- Sleeve patch of the Unit
- Active: 2014 – Present
- Country: Russia
- Role: Militia
- Engagements: War in Donbas Russian invasion of Ukraine 2023 Ukrainian counteroffensive;

Commanders
- Current commander: Dmitry Rogozin

= Tsar's Wolves =

Russian mercenary company

The Tsar's Wolves (Царские волки, also spelled Czar's Wolves) is a Russian militia and mercenary paramilitary group, notable for its ties to former Roscosmos director general Dmitry Rogozin.

==History==
The group claims to have named themselves after various Russian militias, with no affiliation to one other, that fought in the Yugoslav Wars and the Transnistria War. The group was formed during the War in the Donbas seeing service in the Donetsk Oblast and Luhansk Oblast. The unit has been described as "experienced military advisers and experts" and provide "military-technical support" for the Donetsk People's Republic and Luhansk People's Republic. During the war they operated closely with the 1st Army Corps training them to use smart mortar sights. The group's self stated goal is to restore the glory of the Russian Empire.

━━━━━━━━━━━━━━━━━━━━━━━━━━━━━━

== Exercise set ==
• a. What is the self-stated goal of the Tsar's Wolves, according to the article about the group?
• b. Carry on the article about the Tsar's Wolves from the point where it stops.
The data that follows has no connection to the text above.

== Data lines ==
━━━━━━━━━━━━━━━━━━━━━━━━━━━━━━

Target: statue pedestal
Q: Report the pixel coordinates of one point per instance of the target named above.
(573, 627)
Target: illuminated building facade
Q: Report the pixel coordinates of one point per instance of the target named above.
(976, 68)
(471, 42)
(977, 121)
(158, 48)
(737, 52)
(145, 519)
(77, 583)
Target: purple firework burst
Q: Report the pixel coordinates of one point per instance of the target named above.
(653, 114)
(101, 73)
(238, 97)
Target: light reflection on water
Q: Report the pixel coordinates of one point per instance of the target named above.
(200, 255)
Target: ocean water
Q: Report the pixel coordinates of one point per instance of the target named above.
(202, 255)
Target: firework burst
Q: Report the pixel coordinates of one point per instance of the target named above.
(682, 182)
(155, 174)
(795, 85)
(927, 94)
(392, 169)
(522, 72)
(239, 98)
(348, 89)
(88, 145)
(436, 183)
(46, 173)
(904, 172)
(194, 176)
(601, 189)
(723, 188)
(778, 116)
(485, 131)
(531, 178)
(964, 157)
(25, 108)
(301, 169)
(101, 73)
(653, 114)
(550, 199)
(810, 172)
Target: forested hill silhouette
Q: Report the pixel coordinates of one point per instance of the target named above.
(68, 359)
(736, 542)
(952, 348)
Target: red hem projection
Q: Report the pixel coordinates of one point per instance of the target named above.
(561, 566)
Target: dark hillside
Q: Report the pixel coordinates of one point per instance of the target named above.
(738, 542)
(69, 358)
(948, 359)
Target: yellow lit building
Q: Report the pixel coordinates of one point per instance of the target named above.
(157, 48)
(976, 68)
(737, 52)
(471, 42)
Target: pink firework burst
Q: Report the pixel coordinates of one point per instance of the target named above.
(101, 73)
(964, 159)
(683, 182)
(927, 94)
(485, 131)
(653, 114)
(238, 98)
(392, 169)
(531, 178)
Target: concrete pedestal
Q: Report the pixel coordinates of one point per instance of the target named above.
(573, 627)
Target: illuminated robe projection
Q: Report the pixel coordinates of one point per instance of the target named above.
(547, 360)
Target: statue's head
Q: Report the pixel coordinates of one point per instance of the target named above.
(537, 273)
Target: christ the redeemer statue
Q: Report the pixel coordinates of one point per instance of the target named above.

━━━━━━━━━━━━━━━━━━━━━━━━━━━━━━

== The answers ==
• a. To restore the glory of the Russian Empire.

• b.
===Rogozin's takeover===
On 11 November 2022, during the 2022 Russian invasion of Ukraine, Dmitry Rogozin announced that he is the new leader of the group and will be providing "technical assistance" to the Russian Armed Forces. During the war the group has operated a group of unmanned aerial vehicles and other new advanced technologies. Performing field tests for new Russian military advancements and technologies, mostly through trial by fire, with Rogozin being quoted as "What better conditions to test weapons than in a real war." On 21 December, Rogozin was shot and wounded during a three-month stint on the Donetsk front-line. Russian state news agency TASS stated Rogozin was wounded in a strike by a French manufactured CAESAR self-propelled howitzer.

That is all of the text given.